[TASK TO CARRY OUT]
Convert the lines of the records, from the line containing "For the benchmark, mark every instance of the black grille" through the end of the records inclusive, into a Markdown table with the columns Row and Text, omitting any blank lines.

--- BEGIN DATA SECTION ---

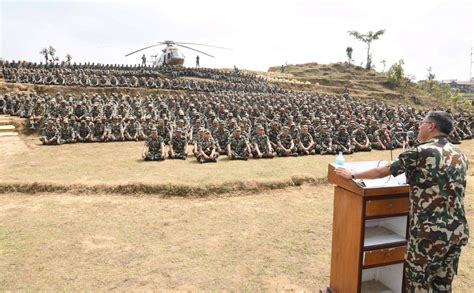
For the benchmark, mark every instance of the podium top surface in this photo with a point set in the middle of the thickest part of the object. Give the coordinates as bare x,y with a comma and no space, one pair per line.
383,186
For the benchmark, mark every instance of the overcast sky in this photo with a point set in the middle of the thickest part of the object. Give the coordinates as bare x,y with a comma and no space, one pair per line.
261,33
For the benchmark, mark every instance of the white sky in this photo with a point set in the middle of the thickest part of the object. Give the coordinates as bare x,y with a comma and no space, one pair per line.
261,33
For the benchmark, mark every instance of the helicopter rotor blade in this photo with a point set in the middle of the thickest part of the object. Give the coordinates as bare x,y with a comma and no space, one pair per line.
194,50
157,44
184,43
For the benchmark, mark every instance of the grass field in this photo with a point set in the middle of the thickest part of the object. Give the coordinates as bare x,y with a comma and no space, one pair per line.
273,240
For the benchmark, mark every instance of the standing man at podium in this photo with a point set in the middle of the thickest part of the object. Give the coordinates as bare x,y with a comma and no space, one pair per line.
436,172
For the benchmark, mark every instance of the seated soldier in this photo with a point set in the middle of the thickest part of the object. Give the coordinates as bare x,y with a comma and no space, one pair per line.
50,134
273,133
207,150
399,136
116,131
342,141
286,145
305,142
221,135
154,149
360,140
262,147
383,139
178,146
66,133
132,130
324,141
99,132
238,147
163,131
196,139
84,133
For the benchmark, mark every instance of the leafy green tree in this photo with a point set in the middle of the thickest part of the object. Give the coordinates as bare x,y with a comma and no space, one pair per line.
396,73
430,75
367,38
68,58
384,63
349,54
45,54
52,54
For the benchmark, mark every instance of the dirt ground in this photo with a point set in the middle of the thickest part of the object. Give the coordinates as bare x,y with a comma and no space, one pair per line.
272,241
24,159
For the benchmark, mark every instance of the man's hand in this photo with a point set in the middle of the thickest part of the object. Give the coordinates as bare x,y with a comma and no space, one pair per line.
344,173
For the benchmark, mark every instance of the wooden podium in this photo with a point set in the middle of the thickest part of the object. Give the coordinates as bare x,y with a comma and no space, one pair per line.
369,234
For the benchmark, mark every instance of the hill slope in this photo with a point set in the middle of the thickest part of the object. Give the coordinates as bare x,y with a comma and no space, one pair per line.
332,78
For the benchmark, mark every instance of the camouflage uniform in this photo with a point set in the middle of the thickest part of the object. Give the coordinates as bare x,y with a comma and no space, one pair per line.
154,149
361,138
436,172
262,142
49,135
222,138
342,141
285,141
238,147
84,132
207,146
324,143
98,132
179,146
306,139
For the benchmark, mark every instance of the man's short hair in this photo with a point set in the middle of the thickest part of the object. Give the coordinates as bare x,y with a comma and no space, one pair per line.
442,120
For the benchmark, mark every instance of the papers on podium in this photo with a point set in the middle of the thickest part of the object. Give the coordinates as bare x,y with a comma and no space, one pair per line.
373,183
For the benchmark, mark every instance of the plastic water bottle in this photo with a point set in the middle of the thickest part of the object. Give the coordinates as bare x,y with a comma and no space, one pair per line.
340,160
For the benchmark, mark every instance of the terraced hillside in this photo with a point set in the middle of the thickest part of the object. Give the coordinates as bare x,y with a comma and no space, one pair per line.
332,78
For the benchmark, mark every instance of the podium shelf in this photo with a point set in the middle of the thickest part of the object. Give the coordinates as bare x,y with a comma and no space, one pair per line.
378,235
373,286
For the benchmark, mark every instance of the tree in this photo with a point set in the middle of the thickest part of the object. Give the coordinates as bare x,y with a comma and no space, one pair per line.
52,53
68,58
367,39
430,75
45,54
349,54
396,73
384,64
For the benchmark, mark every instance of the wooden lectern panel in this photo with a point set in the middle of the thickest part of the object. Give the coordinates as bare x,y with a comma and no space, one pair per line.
346,241
369,232
389,206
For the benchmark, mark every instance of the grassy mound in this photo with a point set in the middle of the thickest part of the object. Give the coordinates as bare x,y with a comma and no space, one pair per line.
332,78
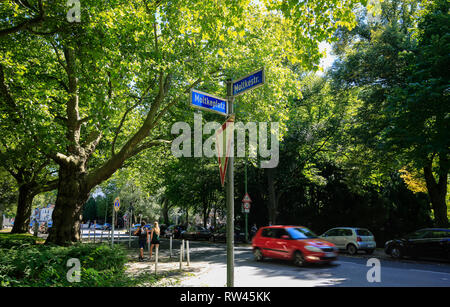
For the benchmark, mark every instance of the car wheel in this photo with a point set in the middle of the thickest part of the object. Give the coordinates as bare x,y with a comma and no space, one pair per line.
299,260
257,253
396,253
351,249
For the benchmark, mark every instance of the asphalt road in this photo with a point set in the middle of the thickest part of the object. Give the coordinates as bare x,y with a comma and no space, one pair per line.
346,271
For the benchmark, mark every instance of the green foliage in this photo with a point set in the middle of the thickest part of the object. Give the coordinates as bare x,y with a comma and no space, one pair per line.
40,265
18,240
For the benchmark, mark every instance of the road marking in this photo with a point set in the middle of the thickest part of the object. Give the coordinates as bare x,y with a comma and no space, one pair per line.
425,271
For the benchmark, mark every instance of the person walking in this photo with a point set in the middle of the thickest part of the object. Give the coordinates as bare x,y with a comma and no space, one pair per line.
154,238
142,233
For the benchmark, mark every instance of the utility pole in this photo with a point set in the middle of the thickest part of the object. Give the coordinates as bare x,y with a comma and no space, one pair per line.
230,197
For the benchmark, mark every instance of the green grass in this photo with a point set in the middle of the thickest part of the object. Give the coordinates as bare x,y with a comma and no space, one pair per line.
25,262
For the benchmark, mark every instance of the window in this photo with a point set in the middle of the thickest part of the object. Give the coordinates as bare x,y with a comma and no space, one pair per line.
301,233
331,233
268,233
280,232
438,234
363,232
344,232
420,234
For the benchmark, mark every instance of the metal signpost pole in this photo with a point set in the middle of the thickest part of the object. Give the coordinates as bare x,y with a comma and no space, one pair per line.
246,213
112,228
230,198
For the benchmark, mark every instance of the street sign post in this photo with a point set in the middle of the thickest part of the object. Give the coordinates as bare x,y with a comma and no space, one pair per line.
249,82
224,138
116,208
208,102
246,207
205,101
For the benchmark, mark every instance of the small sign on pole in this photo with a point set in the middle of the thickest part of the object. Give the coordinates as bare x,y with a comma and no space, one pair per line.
224,138
249,82
117,204
208,102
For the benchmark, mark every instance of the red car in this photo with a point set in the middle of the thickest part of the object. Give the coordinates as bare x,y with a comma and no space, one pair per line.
296,243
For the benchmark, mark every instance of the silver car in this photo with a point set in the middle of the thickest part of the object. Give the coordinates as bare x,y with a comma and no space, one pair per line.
351,239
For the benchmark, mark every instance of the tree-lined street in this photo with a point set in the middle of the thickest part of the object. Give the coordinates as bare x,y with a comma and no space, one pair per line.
217,118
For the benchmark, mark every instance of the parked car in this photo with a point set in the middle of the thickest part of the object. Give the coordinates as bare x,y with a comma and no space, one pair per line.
220,235
175,231
295,243
196,233
433,243
351,239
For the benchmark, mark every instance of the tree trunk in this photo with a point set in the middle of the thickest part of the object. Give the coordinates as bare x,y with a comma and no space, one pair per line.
24,204
73,192
437,191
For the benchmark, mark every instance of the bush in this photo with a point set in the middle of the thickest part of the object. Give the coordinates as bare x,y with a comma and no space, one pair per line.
8,240
23,263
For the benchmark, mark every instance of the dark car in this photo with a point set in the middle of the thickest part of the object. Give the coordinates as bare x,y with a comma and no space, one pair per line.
220,235
196,233
433,243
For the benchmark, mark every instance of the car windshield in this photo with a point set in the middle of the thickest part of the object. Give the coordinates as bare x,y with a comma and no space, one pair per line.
417,234
363,232
301,233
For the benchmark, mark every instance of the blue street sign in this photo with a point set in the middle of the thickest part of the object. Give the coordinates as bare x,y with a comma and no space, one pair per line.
117,204
209,102
248,82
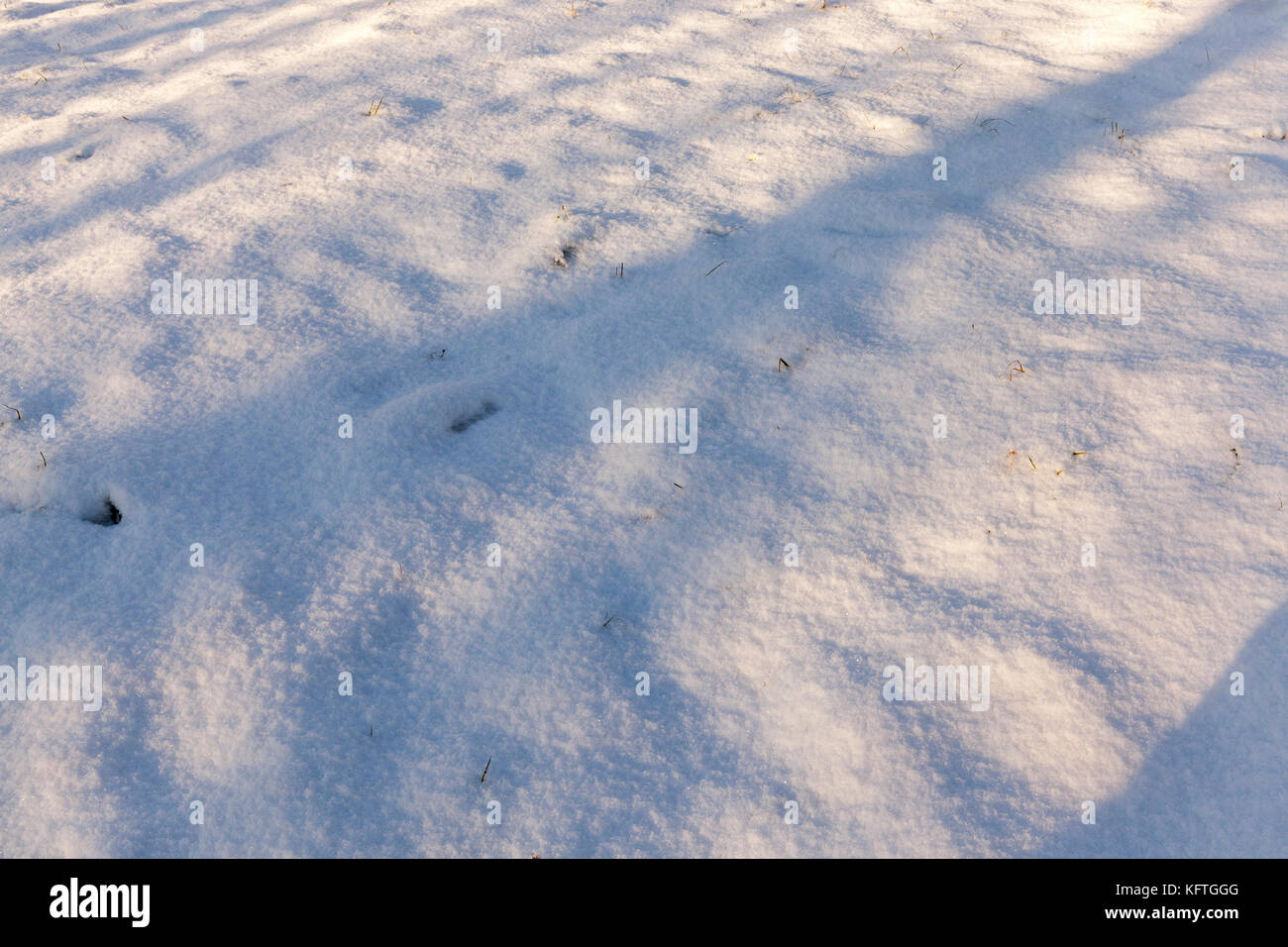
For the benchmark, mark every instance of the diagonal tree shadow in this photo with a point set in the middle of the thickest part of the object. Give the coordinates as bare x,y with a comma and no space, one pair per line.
1214,788
537,418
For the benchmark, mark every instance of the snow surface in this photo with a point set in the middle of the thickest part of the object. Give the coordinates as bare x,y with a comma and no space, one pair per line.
787,146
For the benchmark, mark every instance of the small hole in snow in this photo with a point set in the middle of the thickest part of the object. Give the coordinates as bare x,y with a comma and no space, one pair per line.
107,514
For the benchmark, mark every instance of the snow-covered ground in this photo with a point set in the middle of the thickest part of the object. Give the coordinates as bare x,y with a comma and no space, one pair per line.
441,279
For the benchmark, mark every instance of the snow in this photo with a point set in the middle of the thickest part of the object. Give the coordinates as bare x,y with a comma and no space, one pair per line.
786,146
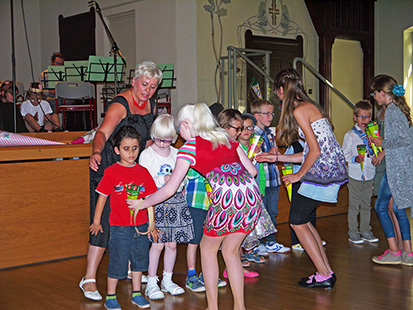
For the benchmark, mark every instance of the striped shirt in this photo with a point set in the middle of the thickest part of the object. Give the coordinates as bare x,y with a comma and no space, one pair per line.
272,175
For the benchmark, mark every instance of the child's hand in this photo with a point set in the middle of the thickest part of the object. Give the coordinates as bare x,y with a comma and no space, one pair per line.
154,234
274,151
377,141
290,178
377,160
95,228
266,157
359,159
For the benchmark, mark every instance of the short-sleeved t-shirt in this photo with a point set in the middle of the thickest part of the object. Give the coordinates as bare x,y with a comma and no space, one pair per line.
203,158
113,183
28,108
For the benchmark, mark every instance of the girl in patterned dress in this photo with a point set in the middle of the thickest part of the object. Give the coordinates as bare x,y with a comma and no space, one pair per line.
236,199
172,217
322,172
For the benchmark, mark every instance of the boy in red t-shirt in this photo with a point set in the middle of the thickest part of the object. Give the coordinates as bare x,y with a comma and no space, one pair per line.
125,244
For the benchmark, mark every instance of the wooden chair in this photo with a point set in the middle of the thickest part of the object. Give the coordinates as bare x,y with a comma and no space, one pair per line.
76,91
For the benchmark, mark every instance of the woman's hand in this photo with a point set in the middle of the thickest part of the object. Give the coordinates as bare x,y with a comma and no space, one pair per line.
290,179
95,228
94,161
377,141
266,157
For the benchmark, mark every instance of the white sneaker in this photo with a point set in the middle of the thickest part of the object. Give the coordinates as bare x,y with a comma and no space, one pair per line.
277,248
261,250
153,291
171,288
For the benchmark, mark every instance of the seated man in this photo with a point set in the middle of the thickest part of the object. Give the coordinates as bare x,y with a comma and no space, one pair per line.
37,113
7,108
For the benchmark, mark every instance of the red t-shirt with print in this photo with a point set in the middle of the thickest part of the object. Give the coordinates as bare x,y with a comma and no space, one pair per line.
113,183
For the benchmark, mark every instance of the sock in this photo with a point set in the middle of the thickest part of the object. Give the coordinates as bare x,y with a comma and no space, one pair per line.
110,296
191,272
136,293
167,276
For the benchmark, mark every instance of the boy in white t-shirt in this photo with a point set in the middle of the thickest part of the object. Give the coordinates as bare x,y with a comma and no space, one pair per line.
37,113
361,173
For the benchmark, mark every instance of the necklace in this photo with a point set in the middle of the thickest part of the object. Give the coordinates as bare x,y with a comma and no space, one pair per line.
136,104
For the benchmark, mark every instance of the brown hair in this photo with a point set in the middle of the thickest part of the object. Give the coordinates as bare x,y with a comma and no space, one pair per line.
386,83
362,105
290,80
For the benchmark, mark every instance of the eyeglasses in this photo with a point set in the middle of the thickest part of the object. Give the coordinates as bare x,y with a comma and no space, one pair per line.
268,114
179,126
166,141
363,117
249,128
237,129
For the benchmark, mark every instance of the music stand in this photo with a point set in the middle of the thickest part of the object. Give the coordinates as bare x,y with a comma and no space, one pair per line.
76,71
54,74
102,69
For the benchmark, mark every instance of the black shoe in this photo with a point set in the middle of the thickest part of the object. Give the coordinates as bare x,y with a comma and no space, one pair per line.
327,284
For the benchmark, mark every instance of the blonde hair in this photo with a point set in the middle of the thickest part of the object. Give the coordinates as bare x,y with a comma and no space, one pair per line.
386,83
163,127
203,124
290,80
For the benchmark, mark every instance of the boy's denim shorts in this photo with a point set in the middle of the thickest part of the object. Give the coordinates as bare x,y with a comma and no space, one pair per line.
126,245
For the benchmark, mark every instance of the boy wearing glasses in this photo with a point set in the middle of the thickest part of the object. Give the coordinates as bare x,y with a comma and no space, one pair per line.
361,173
268,174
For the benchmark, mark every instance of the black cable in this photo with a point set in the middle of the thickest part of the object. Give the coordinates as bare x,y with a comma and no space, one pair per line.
27,41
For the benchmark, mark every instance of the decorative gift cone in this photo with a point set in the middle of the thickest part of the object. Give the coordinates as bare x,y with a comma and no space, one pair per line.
372,130
132,192
14,139
361,150
256,142
86,138
288,169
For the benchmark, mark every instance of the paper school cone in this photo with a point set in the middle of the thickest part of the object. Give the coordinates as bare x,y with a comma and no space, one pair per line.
132,192
288,169
372,130
361,150
255,143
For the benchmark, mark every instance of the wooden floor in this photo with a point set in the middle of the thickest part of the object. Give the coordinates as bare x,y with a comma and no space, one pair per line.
361,284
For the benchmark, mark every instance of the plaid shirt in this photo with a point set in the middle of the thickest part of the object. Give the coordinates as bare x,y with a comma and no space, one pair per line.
272,175
195,193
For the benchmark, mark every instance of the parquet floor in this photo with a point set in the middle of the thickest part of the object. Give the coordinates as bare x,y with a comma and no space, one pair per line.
361,284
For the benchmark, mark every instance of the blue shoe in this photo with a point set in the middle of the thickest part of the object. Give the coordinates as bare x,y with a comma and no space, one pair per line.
112,304
221,283
141,302
194,284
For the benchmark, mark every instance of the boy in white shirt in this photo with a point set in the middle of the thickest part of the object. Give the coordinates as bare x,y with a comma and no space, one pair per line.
360,181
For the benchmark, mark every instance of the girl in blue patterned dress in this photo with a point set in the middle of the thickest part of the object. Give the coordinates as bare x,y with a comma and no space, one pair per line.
322,172
236,199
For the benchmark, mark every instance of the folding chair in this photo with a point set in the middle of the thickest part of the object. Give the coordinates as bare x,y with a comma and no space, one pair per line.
78,91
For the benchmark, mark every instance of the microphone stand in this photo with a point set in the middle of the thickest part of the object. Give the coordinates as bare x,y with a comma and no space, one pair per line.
13,67
115,48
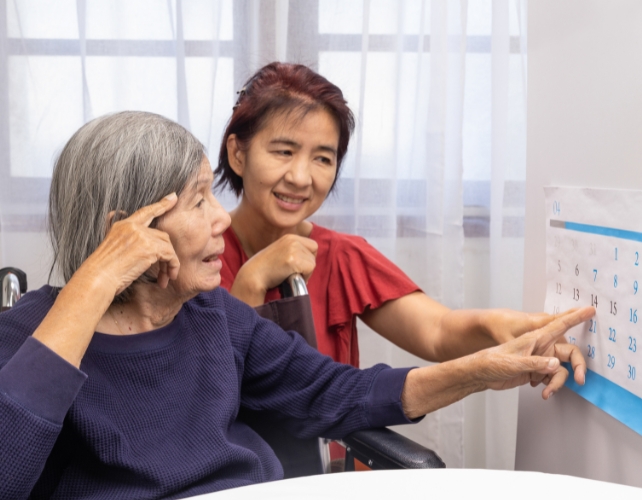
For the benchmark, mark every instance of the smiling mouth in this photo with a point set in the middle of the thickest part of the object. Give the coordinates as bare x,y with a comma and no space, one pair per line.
287,199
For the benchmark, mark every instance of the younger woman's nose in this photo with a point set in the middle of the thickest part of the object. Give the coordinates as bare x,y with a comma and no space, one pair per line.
299,173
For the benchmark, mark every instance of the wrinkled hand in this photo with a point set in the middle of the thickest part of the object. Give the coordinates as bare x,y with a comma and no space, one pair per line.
131,247
535,357
288,255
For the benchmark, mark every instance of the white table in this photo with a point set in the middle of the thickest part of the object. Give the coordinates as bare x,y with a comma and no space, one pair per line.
431,484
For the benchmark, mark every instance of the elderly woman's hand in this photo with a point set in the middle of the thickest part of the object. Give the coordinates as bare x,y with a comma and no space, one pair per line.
128,250
533,357
131,247
505,364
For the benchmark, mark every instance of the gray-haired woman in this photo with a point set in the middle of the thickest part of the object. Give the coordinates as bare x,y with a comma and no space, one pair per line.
126,382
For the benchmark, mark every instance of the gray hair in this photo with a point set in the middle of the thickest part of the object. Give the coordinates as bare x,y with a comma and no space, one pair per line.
120,162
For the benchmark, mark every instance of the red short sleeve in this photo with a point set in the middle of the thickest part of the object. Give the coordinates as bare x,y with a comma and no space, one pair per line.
361,277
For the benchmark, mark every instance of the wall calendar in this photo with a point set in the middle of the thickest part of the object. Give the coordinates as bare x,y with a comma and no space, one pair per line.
594,257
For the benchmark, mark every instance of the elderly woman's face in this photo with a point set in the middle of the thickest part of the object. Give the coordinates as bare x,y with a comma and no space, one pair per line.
195,227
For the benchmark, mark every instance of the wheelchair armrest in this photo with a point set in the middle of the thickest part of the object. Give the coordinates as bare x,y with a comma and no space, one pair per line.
386,449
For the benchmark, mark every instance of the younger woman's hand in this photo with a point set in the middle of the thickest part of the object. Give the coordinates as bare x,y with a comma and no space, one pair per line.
271,266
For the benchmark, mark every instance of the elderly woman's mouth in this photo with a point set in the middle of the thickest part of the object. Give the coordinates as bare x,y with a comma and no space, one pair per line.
288,199
213,258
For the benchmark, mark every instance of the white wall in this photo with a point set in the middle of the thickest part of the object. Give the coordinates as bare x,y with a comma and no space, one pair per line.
584,129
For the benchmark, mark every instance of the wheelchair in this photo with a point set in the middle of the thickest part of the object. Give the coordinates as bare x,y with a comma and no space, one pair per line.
376,448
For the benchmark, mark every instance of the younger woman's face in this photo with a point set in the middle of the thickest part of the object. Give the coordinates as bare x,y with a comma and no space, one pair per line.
289,167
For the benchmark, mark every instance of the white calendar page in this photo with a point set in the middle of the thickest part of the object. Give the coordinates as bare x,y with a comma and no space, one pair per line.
594,257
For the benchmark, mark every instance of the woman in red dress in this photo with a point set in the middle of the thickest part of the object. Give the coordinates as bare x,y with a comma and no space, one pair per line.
281,154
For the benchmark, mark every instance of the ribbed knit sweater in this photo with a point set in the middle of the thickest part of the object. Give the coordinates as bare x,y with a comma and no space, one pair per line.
153,415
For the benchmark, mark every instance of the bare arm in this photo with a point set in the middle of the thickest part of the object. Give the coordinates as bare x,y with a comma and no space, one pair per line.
426,328
533,357
271,266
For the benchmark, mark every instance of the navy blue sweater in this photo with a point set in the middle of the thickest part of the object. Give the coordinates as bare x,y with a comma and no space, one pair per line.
153,415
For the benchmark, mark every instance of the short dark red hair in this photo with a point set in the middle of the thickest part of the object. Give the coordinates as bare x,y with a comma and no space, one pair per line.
275,89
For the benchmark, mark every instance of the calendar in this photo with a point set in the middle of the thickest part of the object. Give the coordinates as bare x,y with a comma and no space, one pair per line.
594,257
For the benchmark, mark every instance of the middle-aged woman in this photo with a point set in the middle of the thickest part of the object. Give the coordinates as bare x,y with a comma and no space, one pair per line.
127,381
282,153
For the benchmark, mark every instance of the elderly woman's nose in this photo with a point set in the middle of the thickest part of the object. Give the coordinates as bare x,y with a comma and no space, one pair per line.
299,173
221,220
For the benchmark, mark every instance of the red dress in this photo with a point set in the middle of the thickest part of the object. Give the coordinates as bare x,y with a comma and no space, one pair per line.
349,276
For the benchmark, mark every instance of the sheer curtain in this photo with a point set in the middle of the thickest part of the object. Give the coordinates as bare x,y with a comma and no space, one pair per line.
434,177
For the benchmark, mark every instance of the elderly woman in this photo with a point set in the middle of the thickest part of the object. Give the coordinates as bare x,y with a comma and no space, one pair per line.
126,382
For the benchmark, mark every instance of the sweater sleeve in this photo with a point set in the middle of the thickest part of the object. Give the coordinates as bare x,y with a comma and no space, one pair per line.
311,394
37,387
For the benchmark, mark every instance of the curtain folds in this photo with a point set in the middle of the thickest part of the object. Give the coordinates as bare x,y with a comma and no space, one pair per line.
434,173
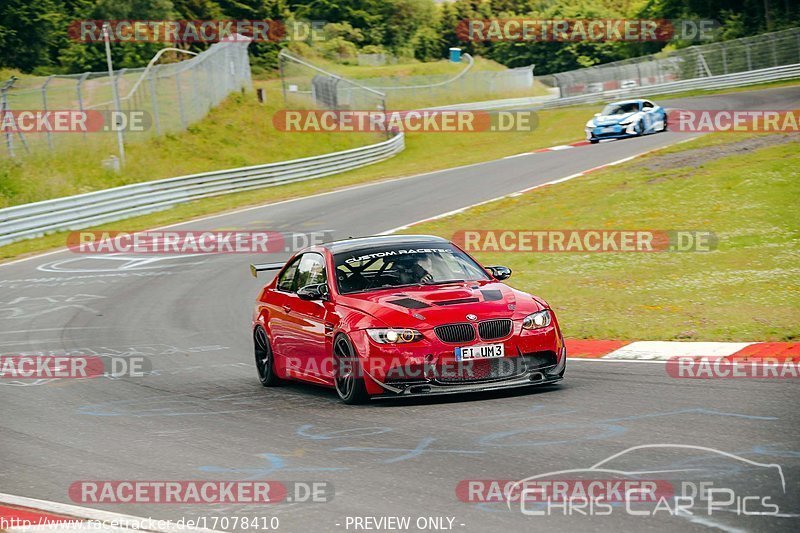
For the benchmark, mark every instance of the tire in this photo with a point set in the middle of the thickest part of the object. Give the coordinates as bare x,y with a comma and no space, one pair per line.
265,362
349,386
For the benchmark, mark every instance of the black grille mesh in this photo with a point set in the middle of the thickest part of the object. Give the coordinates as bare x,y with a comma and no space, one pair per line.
494,329
453,333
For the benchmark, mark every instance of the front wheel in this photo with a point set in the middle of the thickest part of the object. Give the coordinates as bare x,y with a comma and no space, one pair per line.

--- END DATA SECTION ---

[FINAL RESULT]
| Row | Text |
|---|---|
| 1 | For the benchmark, mark every instance of the black grille mesh in this photo with a point set in the middle of the thickest part of the object. Give the coordinates as bare x,y with a comma and no space, one pair per line. |
| 2 | 494,329 |
| 3 | 453,333 |
| 4 | For the benchmark, mark every instance of the front wheel in this photo with a point set in the middle of the thickest part of the object. Give the coordinates as bare x,y with a comma and no space, one pair per line. |